**Written exercise**
Return, unchanged, the part of the material that opens with the line containing "Where can the dirt" and closes with the line containing "pixel 190 179".

** Begin Records for processing **

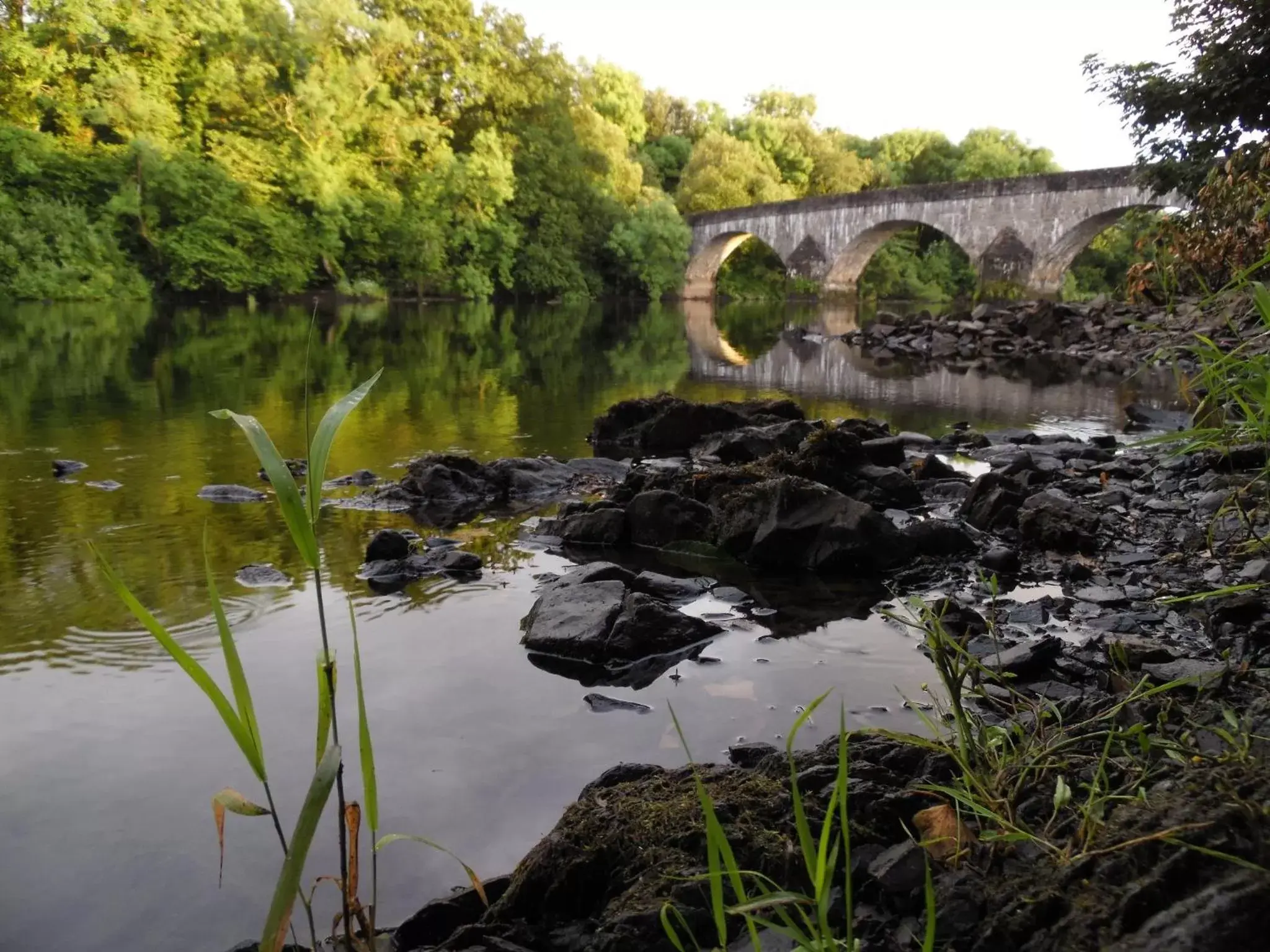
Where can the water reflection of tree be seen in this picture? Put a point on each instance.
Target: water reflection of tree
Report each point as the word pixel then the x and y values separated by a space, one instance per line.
pixel 470 375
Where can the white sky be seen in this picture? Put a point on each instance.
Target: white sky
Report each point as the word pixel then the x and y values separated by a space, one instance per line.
pixel 883 65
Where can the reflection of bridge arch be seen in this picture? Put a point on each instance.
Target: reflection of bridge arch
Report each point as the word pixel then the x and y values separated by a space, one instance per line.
pixel 705 338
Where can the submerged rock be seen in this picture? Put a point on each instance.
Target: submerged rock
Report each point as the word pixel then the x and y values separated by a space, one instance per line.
pixel 667 426
pixel 262 575
pixel 230 493
pixel 65 467
pixel 602 703
pixel 446 489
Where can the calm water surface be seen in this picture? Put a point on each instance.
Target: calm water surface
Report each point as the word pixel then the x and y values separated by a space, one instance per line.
pixel 110 754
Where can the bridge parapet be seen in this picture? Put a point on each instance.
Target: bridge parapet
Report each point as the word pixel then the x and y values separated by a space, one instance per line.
pixel 1025 230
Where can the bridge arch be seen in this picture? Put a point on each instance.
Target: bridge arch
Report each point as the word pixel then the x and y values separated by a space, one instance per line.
pixel 843 273
pixel 1047 273
pixel 699 280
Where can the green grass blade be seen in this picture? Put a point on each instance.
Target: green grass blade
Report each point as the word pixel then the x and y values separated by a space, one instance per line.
pixel 807 843
pixel 842 822
pixel 471 874
pixel 283 484
pixel 294 866
pixel 363 733
pixel 713 860
pixel 192 668
pixel 319 451
pixel 233 663
pixel 324 702
pixel 929 938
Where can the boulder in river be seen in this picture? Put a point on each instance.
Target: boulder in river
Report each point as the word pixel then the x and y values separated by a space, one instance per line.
pixel 667 426
pixel 65 467
pixel 607 624
pixel 447 489
pixel 229 493
pixel 789 523
pixel 1053 522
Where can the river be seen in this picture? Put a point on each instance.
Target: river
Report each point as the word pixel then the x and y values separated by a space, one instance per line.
pixel 111 756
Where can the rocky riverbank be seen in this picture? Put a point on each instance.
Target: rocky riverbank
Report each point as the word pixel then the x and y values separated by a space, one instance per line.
pixel 1066 568
pixel 1099 338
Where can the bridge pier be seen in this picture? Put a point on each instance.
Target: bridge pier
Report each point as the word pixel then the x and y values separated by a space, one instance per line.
pixel 1020 232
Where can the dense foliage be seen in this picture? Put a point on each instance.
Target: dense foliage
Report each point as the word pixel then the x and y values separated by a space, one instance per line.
pixel 391 146
pixel 1188 116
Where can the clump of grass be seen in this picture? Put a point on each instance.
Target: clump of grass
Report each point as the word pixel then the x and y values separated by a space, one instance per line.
pixel 757 901
pixel 301 513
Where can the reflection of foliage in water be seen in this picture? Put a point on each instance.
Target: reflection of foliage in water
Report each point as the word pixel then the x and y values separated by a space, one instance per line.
pixel 128 389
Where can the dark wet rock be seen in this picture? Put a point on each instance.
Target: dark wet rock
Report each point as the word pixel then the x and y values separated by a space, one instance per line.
pixel 440 918
pixel 667 426
pixel 65 467
pixel 933 467
pixel 455 560
pixel 730 594
pixel 1001 559
pixel 621 774
pixel 446 489
pixel 785 524
pixel 262 575
pixel 600 527
pixel 230 494
pixel 1026 658
pixel 296 467
pixel 750 443
pixel 1194 669
pixel 602 703
pixel 939 537
pixel 1029 614
pixel 597 571
pixel 602 622
pixel 600 467
pixel 884 451
pixel 901 868
pixel 659 517
pixel 388 544
pixel 1054 522
pixel 1101 596
pixel 574 620
pixel 993 503
pixel 750 753
pixel 394 574
pixel 358 478
pixel 670 588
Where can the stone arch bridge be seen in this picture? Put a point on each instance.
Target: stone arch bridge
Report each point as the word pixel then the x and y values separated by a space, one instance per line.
pixel 1024 230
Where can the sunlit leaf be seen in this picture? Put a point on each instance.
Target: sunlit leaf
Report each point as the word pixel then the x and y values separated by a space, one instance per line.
pixel 282 482
pixel 197 673
pixel 319 450
pixel 301 839
pixel 471 875
pixel 235 803
pixel 233 663
pixel 363 734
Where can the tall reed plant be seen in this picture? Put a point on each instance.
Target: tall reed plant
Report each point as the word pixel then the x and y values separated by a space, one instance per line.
pixel 301 512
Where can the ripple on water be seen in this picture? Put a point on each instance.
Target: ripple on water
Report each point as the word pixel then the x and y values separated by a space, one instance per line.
pixel 134 649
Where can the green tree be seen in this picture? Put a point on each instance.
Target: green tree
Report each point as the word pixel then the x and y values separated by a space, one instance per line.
pixel 726 173
pixel 1188 115
pixel 652 248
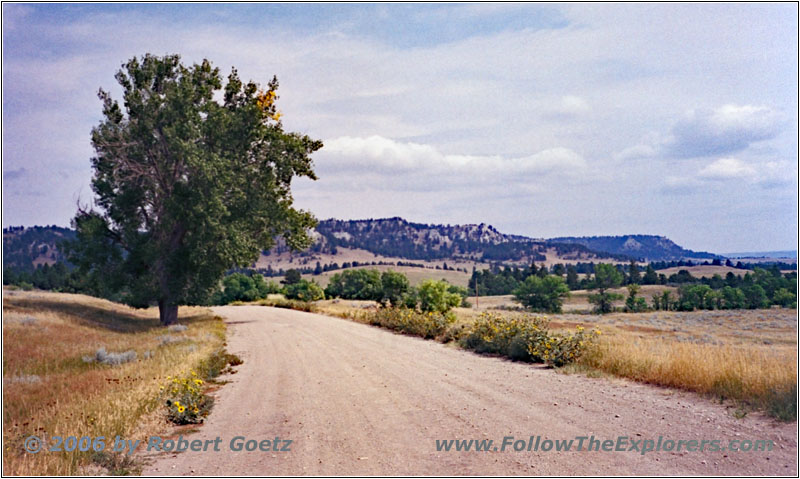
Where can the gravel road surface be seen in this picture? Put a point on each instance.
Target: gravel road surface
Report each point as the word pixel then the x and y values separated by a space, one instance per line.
pixel 359 400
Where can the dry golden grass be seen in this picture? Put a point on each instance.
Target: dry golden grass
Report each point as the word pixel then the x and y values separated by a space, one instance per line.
pixel 50 391
pixel 703 271
pixel 748 356
pixel 415 275
pixel 746 373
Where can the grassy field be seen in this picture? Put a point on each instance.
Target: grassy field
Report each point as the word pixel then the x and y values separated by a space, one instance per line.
pixel 415 275
pixel 53 387
pixel 578 302
pixel 747 357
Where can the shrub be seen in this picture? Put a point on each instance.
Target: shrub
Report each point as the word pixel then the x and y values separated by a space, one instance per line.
pixel 186 403
pixel 561 349
pixel 492 333
pixel 393 287
pixel 435 297
pixel 112 359
pixel 356 284
pixel 281 302
pixel 424 324
pixel 542 294
pixel 305 290
pixel 525 338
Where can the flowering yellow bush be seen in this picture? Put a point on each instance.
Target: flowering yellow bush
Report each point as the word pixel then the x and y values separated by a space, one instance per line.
pixel 186 403
pixel 426 325
pixel 561 349
pixel 525 338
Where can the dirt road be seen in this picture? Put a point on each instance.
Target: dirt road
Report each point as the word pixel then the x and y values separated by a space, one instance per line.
pixel 358 400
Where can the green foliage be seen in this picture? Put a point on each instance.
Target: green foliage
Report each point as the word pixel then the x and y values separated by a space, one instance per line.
pixel 394 286
pixel 572 278
pixel 365 284
pixel 634 304
pixel 755 296
pixel 426 325
pixel 187 186
pixel 186 402
pixel 461 291
pixel 435 297
pixel 606 276
pixel 542 294
pixel 525 338
pixel 650 275
pixel 292 276
pixel 240 287
pixel 634 276
pixel 410 300
pixel 784 297
pixel 305 290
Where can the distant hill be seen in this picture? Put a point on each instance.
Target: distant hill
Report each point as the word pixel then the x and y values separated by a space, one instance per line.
pixel 791 254
pixel 395 241
pixel 641 247
pixel 26 248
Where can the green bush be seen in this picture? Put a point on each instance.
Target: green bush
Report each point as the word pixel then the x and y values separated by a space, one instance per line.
pixel 435 297
pixel 241 287
pixel 305 290
pixel 186 402
pixel 424 324
pixel 524 338
pixel 542 294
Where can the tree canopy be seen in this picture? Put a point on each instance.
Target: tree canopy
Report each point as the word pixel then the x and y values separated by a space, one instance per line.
pixel 187 186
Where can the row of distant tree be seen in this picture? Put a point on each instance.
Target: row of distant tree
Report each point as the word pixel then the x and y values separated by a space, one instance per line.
pixel 537 287
pixel 319 268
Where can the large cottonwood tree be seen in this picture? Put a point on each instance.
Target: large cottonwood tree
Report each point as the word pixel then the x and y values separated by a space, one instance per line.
pixel 190 179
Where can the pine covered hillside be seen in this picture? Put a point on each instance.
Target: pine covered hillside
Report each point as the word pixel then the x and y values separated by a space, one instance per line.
pixel 398 238
pixel 397 242
pixel 27 248
pixel 641 247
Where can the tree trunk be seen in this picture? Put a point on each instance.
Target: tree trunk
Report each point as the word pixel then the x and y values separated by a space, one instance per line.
pixel 167 313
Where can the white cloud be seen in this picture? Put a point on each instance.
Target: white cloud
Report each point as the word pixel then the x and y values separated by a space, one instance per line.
pixel 636 152
pixel 727 129
pixel 376 154
pixel 726 169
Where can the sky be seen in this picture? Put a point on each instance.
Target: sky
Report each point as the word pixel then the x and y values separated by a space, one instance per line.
pixel 542 120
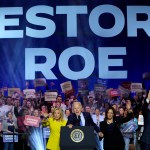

** End Records for processing **

**Full response**
Where can the dirt road be seen in this picture? Put a point on each instance.
Target: dirt road
Report each point as the word pixel then the x and y values separated by a space, one instance per line.
pixel 358 400
Where can the green foliage be seen in this picture? Put a point on each instance.
Target: green foliage
Report each point as the word pixel then the x and y values separated by a space, one instance per line.
pixel 394 286
pixel 572 278
pixel 365 284
pixel 634 304
pixel 755 296
pixel 426 325
pixel 187 186
pixel 186 402
pixel 461 291
pixel 435 297
pixel 606 276
pixel 542 294
pixel 525 338
pixel 650 275
pixel 292 276
pixel 240 287
pixel 634 276
pixel 410 300
pixel 784 297
pixel 305 290
Where can the distant hill be seen in this picture? Put a point on each instance.
Target: distant hill
Report each point as the word pixel then the x and y values separated by a space, one instance per line.
pixel 791 254
pixel 395 241
pixel 641 247
pixel 26 248
Where can the green bush be seen in this picture? Put a point on each instance.
Target: green bush
Report each point as the word pixel then the x and y values separated by a space, one instance per line.
pixel 435 297
pixel 241 287
pixel 305 290
pixel 186 402
pixel 424 324
pixel 524 338
pixel 542 294
Where can the tree canopy be seen in this picture? Put a point on each instance.
Target: tree canopy
Report each point as the word pixel then the x and y values separated by a space, one instance per line.
pixel 187 186
Where can the row of distant tree be seen in this picture? Put a point on each instance.
Target: row of distant tree
Report each point as the word pixel then the x and y values separated by a space, one instance per line.
pixel 537 287
pixel 319 268
Where can the large cottonwood tree be seen in this picture? Put a point on each instance.
Target: large cottonwood tree
Report each point as the word pixel then the x and y values separated by a space, one instance per line.
pixel 190 179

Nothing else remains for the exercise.